[Labeled shape records]
□ □ □ □ □

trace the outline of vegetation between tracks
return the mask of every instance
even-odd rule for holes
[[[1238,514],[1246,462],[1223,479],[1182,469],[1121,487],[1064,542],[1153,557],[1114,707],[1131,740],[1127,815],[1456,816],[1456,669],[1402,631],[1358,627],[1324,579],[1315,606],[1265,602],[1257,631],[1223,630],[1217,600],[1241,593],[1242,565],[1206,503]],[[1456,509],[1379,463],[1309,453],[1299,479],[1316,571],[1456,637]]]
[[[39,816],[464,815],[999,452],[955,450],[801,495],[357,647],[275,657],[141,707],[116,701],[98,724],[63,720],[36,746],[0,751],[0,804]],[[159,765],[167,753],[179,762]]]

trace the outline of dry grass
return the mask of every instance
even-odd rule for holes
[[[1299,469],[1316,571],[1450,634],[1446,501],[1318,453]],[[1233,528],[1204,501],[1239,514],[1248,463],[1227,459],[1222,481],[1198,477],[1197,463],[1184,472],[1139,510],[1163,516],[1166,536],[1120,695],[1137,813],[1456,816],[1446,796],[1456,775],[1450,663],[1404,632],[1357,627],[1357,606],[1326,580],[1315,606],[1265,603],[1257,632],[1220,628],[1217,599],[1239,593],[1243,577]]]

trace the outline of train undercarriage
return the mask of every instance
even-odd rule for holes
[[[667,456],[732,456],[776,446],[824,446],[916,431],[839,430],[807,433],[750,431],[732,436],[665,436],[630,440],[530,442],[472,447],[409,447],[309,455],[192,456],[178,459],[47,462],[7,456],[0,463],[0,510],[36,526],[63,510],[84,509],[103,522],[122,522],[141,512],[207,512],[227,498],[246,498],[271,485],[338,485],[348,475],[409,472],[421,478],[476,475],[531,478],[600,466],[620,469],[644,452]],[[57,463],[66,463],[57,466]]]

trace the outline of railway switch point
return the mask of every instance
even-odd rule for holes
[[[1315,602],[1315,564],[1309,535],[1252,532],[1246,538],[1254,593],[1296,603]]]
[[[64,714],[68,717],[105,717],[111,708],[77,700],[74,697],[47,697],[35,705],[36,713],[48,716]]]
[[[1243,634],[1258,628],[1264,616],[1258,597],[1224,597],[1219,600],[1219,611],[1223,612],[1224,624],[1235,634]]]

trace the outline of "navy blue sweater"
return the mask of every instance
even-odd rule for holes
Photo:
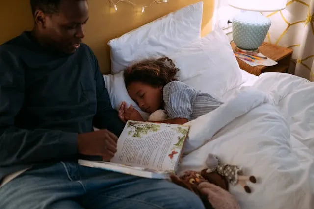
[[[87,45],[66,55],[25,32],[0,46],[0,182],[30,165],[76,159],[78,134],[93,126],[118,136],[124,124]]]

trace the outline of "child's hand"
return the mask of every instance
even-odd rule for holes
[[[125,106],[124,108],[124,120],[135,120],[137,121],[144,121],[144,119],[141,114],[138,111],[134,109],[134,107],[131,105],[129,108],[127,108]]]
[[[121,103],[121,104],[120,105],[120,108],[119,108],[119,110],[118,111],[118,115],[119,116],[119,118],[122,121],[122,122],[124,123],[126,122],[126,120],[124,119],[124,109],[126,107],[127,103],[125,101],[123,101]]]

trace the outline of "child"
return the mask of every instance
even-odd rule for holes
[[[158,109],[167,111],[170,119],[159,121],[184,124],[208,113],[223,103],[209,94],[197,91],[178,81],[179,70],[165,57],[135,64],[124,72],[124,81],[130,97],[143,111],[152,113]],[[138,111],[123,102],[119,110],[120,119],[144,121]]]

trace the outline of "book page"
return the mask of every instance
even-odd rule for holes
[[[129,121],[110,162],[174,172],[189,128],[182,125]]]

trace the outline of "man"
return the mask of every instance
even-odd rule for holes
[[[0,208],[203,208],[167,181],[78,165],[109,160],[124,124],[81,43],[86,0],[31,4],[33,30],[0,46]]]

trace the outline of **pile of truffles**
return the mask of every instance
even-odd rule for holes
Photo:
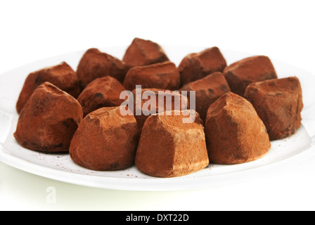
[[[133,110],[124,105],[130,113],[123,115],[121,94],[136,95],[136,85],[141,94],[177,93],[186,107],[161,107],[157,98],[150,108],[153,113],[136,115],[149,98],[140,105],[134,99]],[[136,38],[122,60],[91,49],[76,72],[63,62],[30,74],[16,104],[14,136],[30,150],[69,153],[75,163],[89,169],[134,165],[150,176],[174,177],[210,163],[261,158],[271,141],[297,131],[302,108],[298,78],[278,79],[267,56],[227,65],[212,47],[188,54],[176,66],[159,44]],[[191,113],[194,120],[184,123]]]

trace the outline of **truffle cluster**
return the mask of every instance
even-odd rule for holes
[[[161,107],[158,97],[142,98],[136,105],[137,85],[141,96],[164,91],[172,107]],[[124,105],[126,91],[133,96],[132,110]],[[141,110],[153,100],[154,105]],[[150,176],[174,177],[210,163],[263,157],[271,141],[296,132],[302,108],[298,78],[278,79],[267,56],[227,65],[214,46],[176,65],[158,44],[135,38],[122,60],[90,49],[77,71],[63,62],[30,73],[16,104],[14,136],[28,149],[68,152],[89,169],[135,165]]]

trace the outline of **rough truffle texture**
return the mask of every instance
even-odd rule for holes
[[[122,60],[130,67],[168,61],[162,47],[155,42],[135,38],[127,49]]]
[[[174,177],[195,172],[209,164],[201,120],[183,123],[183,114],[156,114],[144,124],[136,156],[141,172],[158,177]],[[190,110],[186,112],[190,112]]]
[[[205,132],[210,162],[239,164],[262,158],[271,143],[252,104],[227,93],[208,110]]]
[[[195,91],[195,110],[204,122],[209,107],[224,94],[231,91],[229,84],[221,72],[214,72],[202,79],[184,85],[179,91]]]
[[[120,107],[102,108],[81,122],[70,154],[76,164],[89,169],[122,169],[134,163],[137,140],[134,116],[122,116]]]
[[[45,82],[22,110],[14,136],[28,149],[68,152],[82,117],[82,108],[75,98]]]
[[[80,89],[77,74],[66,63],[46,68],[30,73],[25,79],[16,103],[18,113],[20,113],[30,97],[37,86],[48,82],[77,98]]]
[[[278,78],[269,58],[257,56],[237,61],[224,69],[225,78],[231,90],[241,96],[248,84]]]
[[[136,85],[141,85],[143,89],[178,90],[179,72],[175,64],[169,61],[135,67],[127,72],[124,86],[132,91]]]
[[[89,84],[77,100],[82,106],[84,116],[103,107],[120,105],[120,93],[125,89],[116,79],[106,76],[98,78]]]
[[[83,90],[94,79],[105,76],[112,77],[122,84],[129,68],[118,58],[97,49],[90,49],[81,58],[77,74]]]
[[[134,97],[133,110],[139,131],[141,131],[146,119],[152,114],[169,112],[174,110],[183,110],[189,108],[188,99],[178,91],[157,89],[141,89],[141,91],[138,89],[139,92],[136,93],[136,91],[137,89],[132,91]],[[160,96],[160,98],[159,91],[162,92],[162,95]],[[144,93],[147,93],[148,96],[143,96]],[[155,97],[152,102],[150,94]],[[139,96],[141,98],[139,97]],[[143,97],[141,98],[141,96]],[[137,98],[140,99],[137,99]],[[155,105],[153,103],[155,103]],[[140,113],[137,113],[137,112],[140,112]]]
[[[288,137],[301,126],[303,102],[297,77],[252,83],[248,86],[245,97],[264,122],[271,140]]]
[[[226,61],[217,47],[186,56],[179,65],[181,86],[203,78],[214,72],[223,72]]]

□ □ □ □ □

### Stated task
Leave out the pictures and give the rest of the records again exactly.

### Task response
trace the outline of vegetation between tracks
return the mask of every instance
even-odd rule for holes
[[[1238,514],[1246,462],[1223,479],[1182,469],[1121,487],[1064,542],[1153,557],[1114,707],[1131,740],[1127,815],[1456,816],[1456,669],[1402,631],[1358,627],[1324,579],[1315,606],[1265,602],[1257,631],[1223,630],[1217,600],[1241,593],[1242,565],[1206,503]],[[1456,509],[1379,463],[1309,453],[1299,479],[1316,571],[1456,637]]]
[[[39,816],[464,815],[999,452],[955,450],[801,495],[357,647],[275,657],[141,707],[116,701],[98,724],[63,720],[36,746],[0,751],[0,804]],[[159,765],[167,753],[179,762]]]

trace the outline of dry grass
return the mask of every instance
even-odd rule for holes
[[[1299,469],[1316,571],[1450,634],[1446,501],[1318,453]],[[1233,528],[1204,501],[1239,514],[1248,463],[1227,459],[1222,481],[1198,477],[1197,463],[1184,472],[1139,510],[1163,516],[1166,536],[1120,695],[1137,813],[1456,816],[1446,796],[1456,775],[1450,663],[1404,632],[1357,627],[1357,606],[1326,580],[1315,606],[1265,603],[1257,632],[1220,628],[1217,599],[1239,593],[1243,577]]]

trace the outline of train undercarriage
return the mask of every instance
even-odd rule for holes
[[[667,456],[732,456],[776,446],[824,446],[916,431],[839,430],[807,433],[750,431],[732,436],[665,436],[630,440],[530,442],[472,447],[409,447],[309,455],[192,456],[178,459],[47,462],[7,456],[0,463],[0,510],[36,526],[63,510],[84,509],[103,522],[122,522],[141,512],[207,512],[227,498],[246,498],[271,485],[338,485],[348,475],[409,472],[421,478],[476,475],[531,478],[600,466],[620,469],[644,452]],[[57,463],[66,463],[57,466]]]

trace the outline of railway switch point
return the mask of every instance
even-odd rule for holes
[[[1315,602],[1315,564],[1309,535],[1252,532],[1246,538],[1254,593],[1296,603]]]
[[[64,714],[68,717],[105,717],[111,708],[77,700],[74,697],[47,697],[35,705],[36,713],[48,716]]]
[[[1243,634],[1258,628],[1264,616],[1258,597],[1224,597],[1219,600],[1219,611],[1223,612],[1224,624],[1235,634]]]

trace the outline of "navy blue sweater"
return the mask of every instance
even-odd rule for holes
Photo:
[[[87,45],[66,55],[25,32],[0,46],[0,182],[30,165],[76,159],[78,134],[93,126],[118,136],[124,124]]]

trace the outline of "child's hand"
return the mask of every instance
even-odd rule for holes
[[[125,106],[124,108],[124,120],[135,120],[137,121],[144,121],[144,119],[141,114],[138,111],[134,109],[134,107],[131,105],[129,108],[127,108]]]
[[[121,103],[121,104],[120,105],[120,108],[119,108],[119,110],[118,111],[118,115],[119,116],[119,118],[122,121],[122,122],[124,123],[126,122],[126,120],[124,119],[124,109],[126,107],[127,103],[125,101],[123,101]]]

trace the outline of "child"
return the mask of every instance
even-odd rule for holes
[[[158,109],[167,111],[170,119],[159,121],[184,124],[208,113],[223,103],[209,94],[197,91],[178,81],[179,70],[165,57],[135,64],[124,72],[124,81],[130,97],[143,111],[152,113]],[[138,111],[123,102],[119,110],[120,119],[144,121]]]

trace the outline of "book page"
return the mask of every instance
even-odd rule for holes
[[[129,121],[110,162],[174,172],[189,128],[182,125]]]

trace the outline of "man"
return the mask of every instance
even-odd rule for holes
[[[0,208],[203,208],[167,181],[78,165],[109,160],[124,124],[81,43],[86,0],[31,4],[33,30],[0,46]]]

trace the outline of **pile of truffles**
return the mask of every instance
even-odd rule for holes
Photo:
[[[133,110],[124,105],[130,113],[123,115],[121,94],[136,95],[136,85],[141,94],[177,93],[186,107],[161,107],[157,98],[150,108],[153,113],[136,115],[149,98],[140,105],[134,99]],[[136,38],[122,60],[91,49],[76,72],[63,62],[30,74],[16,104],[14,136],[30,150],[69,153],[75,163],[89,169],[134,165],[150,176],[174,177],[210,163],[261,158],[271,141],[297,131],[302,108],[298,78],[278,79],[267,56],[227,65],[212,47],[188,54],[176,66],[159,44]],[[191,113],[194,120],[184,123]]]

trace the outline of **truffle cluster**
return the mask of every instance
even-odd rule for holes
[[[161,107],[158,97],[142,98],[136,105],[137,85],[141,96],[164,91],[172,107]],[[124,105],[126,91],[133,96],[132,110]],[[141,110],[153,100],[154,105]],[[150,176],[174,177],[210,163],[263,157],[271,141],[296,132],[302,108],[298,78],[278,79],[267,56],[227,65],[214,46],[176,65],[158,44],[135,38],[122,60],[90,49],[77,71],[63,62],[30,73],[16,104],[14,136],[28,149],[68,152],[89,169],[135,165]]]

trace the outline of **rough truffle texture**
return the mask of every instance
even-odd rule for holes
[[[122,60],[130,67],[168,61],[162,47],[155,42],[135,38],[127,49]]]
[[[174,177],[195,172],[209,164],[201,120],[183,123],[183,114],[156,114],[144,124],[136,156],[141,172],[158,177]],[[190,110],[186,112],[190,112]]]
[[[205,132],[210,162],[239,164],[262,158],[271,143],[252,104],[227,93],[208,110]]]
[[[195,91],[195,110],[204,122],[209,107],[224,94],[231,91],[229,84],[221,72],[214,72],[202,79],[184,85],[179,91]]]
[[[120,107],[102,108],[81,122],[70,154],[76,164],[89,169],[122,169],[134,163],[137,140],[134,116],[122,116]]]
[[[45,82],[22,110],[14,136],[28,149],[68,152],[82,117],[82,108],[75,98]]]
[[[80,89],[77,74],[66,63],[46,68],[30,73],[25,79],[16,103],[18,113],[20,113],[30,97],[37,86],[48,82],[77,98]]]
[[[278,78],[269,58],[257,56],[237,61],[224,69],[225,78],[231,90],[241,96],[248,84]]]
[[[136,85],[141,85],[143,89],[178,90],[179,72],[175,64],[169,61],[135,67],[127,72],[124,86],[132,91]]]
[[[89,84],[77,100],[82,106],[84,116],[103,107],[120,105],[120,93],[125,89],[116,79],[106,76],[98,78]]]
[[[83,90],[94,79],[105,76],[112,77],[122,84],[129,68],[118,58],[97,49],[90,49],[81,58],[77,74]]]
[[[134,97],[133,110],[139,131],[141,131],[146,119],[152,114],[169,112],[174,110],[183,110],[189,108],[188,99],[178,91],[157,89],[141,89],[141,91],[138,89],[139,92],[136,93],[136,91],[137,89],[132,91]],[[160,96],[160,98],[159,91],[162,92],[162,95]],[[144,93],[147,93],[148,96],[143,96]],[[155,97],[152,102],[150,94]],[[139,96],[141,98],[139,97]],[[143,97],[141,98],[141,96]],[[137,98],[140,99],[137,99]],[[155,105],[153,103],[155,103]],[[140,113],[137,113],[137,112],[140,112]]]
[[[288,137],[301,126],[303,102],[297,77],[252,83],[248,86],[245,97],[264,122],[271,140]]]
[[[226,61],[217,47],[186,56],[179,65],[181,86],[203,78],[214,72],[223,72]]]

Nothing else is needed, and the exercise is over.